* Work to complete:
Output the material below in its entirety, exactly as given.

* Provided data:
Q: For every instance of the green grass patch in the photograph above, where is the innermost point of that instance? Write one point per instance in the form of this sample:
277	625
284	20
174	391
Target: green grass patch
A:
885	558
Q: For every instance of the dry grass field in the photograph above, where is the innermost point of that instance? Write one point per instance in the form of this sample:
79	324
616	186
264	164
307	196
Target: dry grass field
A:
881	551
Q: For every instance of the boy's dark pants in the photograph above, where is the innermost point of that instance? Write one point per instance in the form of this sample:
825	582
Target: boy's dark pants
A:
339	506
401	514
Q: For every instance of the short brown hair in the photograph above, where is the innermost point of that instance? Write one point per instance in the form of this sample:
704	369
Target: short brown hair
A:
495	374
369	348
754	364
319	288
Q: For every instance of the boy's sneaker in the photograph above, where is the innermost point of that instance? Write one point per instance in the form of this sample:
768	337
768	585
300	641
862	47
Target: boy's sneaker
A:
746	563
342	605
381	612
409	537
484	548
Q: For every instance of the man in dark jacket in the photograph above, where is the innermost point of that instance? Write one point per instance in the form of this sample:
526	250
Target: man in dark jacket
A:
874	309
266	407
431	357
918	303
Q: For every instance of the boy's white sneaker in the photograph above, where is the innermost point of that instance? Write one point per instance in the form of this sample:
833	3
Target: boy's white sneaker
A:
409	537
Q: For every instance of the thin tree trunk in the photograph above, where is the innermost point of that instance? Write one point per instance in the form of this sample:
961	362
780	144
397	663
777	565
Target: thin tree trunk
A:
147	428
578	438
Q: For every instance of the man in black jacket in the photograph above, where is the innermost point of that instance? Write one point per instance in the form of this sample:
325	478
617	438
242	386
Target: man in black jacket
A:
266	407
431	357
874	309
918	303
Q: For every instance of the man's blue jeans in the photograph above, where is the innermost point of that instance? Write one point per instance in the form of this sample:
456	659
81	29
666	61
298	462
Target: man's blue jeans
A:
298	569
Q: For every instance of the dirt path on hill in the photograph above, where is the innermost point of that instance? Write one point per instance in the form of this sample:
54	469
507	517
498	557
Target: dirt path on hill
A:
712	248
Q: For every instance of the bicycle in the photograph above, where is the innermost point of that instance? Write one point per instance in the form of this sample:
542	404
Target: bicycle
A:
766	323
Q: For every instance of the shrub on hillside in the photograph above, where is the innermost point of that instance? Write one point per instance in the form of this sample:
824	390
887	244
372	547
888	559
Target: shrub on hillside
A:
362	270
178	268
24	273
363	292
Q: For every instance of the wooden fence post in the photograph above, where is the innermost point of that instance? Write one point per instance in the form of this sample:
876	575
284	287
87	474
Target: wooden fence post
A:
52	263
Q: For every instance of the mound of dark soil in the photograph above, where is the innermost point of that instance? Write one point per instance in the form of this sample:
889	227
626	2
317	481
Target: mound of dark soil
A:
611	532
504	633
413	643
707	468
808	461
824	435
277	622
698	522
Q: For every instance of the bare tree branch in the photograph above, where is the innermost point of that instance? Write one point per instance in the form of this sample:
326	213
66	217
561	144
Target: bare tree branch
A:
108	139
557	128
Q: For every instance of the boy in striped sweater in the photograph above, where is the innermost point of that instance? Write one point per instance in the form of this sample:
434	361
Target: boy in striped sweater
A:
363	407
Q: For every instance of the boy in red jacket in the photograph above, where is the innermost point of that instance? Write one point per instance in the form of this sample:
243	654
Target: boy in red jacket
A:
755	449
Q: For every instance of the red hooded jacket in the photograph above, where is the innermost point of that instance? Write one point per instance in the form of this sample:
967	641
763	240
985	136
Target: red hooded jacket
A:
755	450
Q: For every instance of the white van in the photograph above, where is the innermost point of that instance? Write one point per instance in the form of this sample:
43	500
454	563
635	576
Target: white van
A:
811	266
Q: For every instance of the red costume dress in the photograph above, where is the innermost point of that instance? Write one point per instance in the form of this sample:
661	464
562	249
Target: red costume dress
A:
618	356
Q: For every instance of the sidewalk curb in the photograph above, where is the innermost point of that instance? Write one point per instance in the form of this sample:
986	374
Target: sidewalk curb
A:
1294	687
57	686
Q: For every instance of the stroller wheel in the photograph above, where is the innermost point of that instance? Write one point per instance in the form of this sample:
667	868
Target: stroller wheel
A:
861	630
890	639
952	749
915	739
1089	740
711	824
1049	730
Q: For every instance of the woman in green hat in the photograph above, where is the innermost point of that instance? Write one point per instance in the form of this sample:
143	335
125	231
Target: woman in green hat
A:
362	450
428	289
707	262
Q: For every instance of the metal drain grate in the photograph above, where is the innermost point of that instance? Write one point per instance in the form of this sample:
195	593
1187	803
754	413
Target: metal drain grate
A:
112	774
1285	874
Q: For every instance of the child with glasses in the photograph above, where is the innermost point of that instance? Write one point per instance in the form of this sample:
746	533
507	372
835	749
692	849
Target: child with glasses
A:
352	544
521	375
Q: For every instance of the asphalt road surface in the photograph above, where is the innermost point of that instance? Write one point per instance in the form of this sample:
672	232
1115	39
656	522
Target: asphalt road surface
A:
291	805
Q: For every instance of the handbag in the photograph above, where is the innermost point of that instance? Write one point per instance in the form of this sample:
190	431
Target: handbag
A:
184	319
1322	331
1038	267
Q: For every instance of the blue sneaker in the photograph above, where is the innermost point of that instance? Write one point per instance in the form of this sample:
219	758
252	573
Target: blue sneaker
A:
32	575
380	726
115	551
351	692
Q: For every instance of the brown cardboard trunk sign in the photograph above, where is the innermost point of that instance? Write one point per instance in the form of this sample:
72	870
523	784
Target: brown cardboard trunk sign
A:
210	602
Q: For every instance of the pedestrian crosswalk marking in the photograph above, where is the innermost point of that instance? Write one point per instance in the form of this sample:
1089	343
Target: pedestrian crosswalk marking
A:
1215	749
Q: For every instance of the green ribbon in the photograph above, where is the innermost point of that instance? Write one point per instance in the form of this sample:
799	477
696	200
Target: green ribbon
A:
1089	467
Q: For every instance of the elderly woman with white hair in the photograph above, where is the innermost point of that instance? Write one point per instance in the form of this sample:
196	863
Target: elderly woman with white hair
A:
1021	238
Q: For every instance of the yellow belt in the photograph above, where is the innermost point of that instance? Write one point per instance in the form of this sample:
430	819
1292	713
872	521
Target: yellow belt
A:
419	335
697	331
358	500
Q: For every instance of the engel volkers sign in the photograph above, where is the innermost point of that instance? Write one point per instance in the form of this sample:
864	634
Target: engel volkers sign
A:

* Task output:
Q: For every instance of the green grass patch in the photograph above, where is the innermost point of that instance? Write one point per instance in the form of this sample:
277	625
284	20
174	391
Target: green grass patch
A:
885	558
Q: For every instance of the dry grass field in the photograph above, where is the innermost point of that instance? Write one point per instance in the form of this sample:
79	324
616	186
264	164
307	196
Target: dry grass field
A:
881	551
Q: For every instance of the boy's dark pants in the photograph above, where is the innermost point of that instance? Write one point per instance in the form of this sample:
825	582
Target: boy's dark pants
A:
339	506
401	514
Q: For every instance of the short brown hair in the photograph above, where is the innermost point of that instance? Write one point per instance in the form of this sample:
704	369
Target: short brown hair
A:
495	374
369	348
754	364
319	288
Q: For every instance of the boy's sneaker in the photograph above, where is the innermost point of that instance? Write one point per instance in the form of this sample:
768	337
768	585
300	641
862	47
Target: boy's sneaker
A:
746	563
342	605
381	612
409	537
484	548
Q: For every instance of the man in dark jacket in the photograph above, where is the innermost point of that instance? Write one point per instance in the form of this sample:
526	250
Target: man in dark jacket
A:
874	309
266	407
431	357
918	303
Q: For every instance of the boy's white sneaker in the photograph above, where is the innermost point of that instance? Write one point per instance in the form of this sample:
833	3
Target: boy's white sneaker
A:
409	537
Q: For every instance of the thin tree trunk in the photograph above, where is the innermost point of that instance? Write one point per instance in the form of this sample:
961	362
780	144
397	663
777	565
Target: thin tree trunk
A:
147	428
578	438
Q: For every instance of the man in black jacket in the photograph above, where is the innermost point of that instance? Write one point per instance in the form of this sample:
325	478
617	438
242	386
Target: man in black jacket
A:
266	407
431	357
874	309
918	303
Q: For every instance of the man's blue jeans in the photograph above, where is the innermost point of that instance? Write one point per instance in the form of this sample:
456	659
81	29
666	61
298	462
Target: man's blue jeans
A:
298	569
Q: For every instance of the dirt path on hill in the photograph above, where is the innermost point of that instance? Write one point per instance in the form of this sample:
54	469
507	517
498	557
Target: dirt path on hill
A:
712	248
Q: For every instance of the bicycle in the photograph above, where is the innermost point of that instance? Write one point per instance in the form of this sample:
542	404
Target: bicycle
A:
766	323
Q: For every instance of the shrub on hillside in the photograph above, where is the innermost point of that instance? Write one point per instance in the form of this sample:
824	390
887	244
372	547
888	559
Target: shrub on hillside
A:
362	270
178	268
24	273
363	292
Q: For every instance of the wooden fence post in the photograph above, where is the innermost point of that instance? Write one point per instance in the form of this sample:
876	575
284	287
87	474
Target: wooden fence post
A:
52	263
Q: For every instance of the mound of dark soil in the photograph above, where is the innermost point of that instance? Write one point per instance in the form of this sample:
889	227
626	2
317	481
Target: mound of dark soil
A:
611	532
504	633
413	643
707	468
808	461
824	435
277	622
698	522
Q: For every instance of the bare tree branch in the photograph above, where is the innermost point of that instance? Write one point per instance in the form of this sample:
326	213
66	217
561	144
Target: bare tree branch
A:
108	139
557	128
Q: For every instance of the boy in striped sweater in the photograph above, where is the innermost point of that instance? Write one point per instance in the form of this sample:
434	361
Target: boy in striped sweater
A:
363	407
Q: For every instance of the boy in red jacket in the photograph above, where is the innermost point of that instance? Write one point per instance in the form of this sample:
243	654
Target: boy in red jacket
A:
755	449
Q: For every instance of the red hooded jacket in the photograph above, where is the innermost point of that instance? Write one point per instance in the form of this sample:
967	641
763	240
985	136
Target: red hooded jacket
A:
755	450
Q: For every instance of the white van in the photograph above, where is the innermost point of that instance? Write one point per instance in the form of this sample:
43	500
454	563
635	576
Target: white van
A:
811	266
Q: For every instance of the red costume dress in the photograph above, where is the innermost point of that instance? Write one point per instance in the form of this sample:
661	464
562	249
Target: red costume dress
A:
618	356
Q: For every instance of the sidewalk curb in the photograph above, where is the innermost point of that instance? Write one point per instance in the form of this sample:
986	374
Target: sidewalk curb
A:
1294	687
57	686
Q: For every instance of the stroller wheel in the photograph above, where is the innermost point of that instance? Write one point per instance in the form of this sample:
667	868
Target: stroller wheel
A:
861	630
890	639
952	749
915	739
1089	740
711	824
1049	730
Q: For every instance of the woman in green hat in the photograph above, where is the innermost point of that instance? Write one point per instance in the form of this sample:
143	335
125	231
Target: woman in green hat
A:
362	450
428	289
707	262
Q: For every instance of the metal drain grate in the photograph above, where is the innermost point of that instance? Write one point per instance in the form of this sample:
195	593
1187	803
754	413
Target: metal drain grate
A:
112	774
1285	874
Q: For every instance of the child with glasses in the photograph above, where is the innermost point of that instance? Write one point per instance in the form of this sample:
746	533
507	372
835	749
692	849
Target: child with glasses
A:
352	544
521	375
Q: For every instance of the asphalt road surface in the photograph above, where is the innermost point of that instance? Write one point per instance in the form of this sample:
672	232
1115	39
656	522
Target: asphalt road surface
A:
291	805
Q: For every instance of the handbag in the photograph above, where is the innermost point of that instance? Write one point per instance in the form of this sample:
190	431
Target: handbag
A:
184	319
1322	331
1038	267
Q: For every instance of the blue sneaker in the photograph above, where is the innermost point of that instance? Write one point per instance in the form of this sample:
219	758
252	573
Target: blue sneaker
A:
32	575
380	726
115	551
351	692
Q: For every instance of the brown cardboard trunk sign in the photograph above, where is the innermost point of that instance? Write one point per instance in the form of this sample:
72	870
523	784
Target: brown cardboard trunk sign
A:
210	602
Q: For every instance of the pedestrian crosswalk marking in the photograph above, where is the innermost point of that instance? Write one point per instance in the form of this sample:
1089	343
Target: pedestrian crosswalk marking
A:
1215	749
Q: For every instance of the green ribbon in the photograph above, where is the innermost point of that instance? Write one point per instance in the form of this sample:
799	477
696	200
Target: green ribbon
A:
1089	467
Q: For every instance of the elderly woman with white hair in the photograph above, where is the innermost point of that instance? Write one point per instance in the form of this sample:
196	863
Target: elderly woman with white hair
A:
1021	238
Q: For every instance of the yellow belt in the photograph above, where is the innermost point of that instance? Write one point per instance in the form of this sample:
430	819
1292	713
872	521
Target: yellow belt
A:
419	335
697	331
358	500
Q: For every instance of the engel volkers sign in the photograph above, where is the innermost point of that instance? Write one point per instance in the form of this sample:
864	634
Target: engel volkers sign
A:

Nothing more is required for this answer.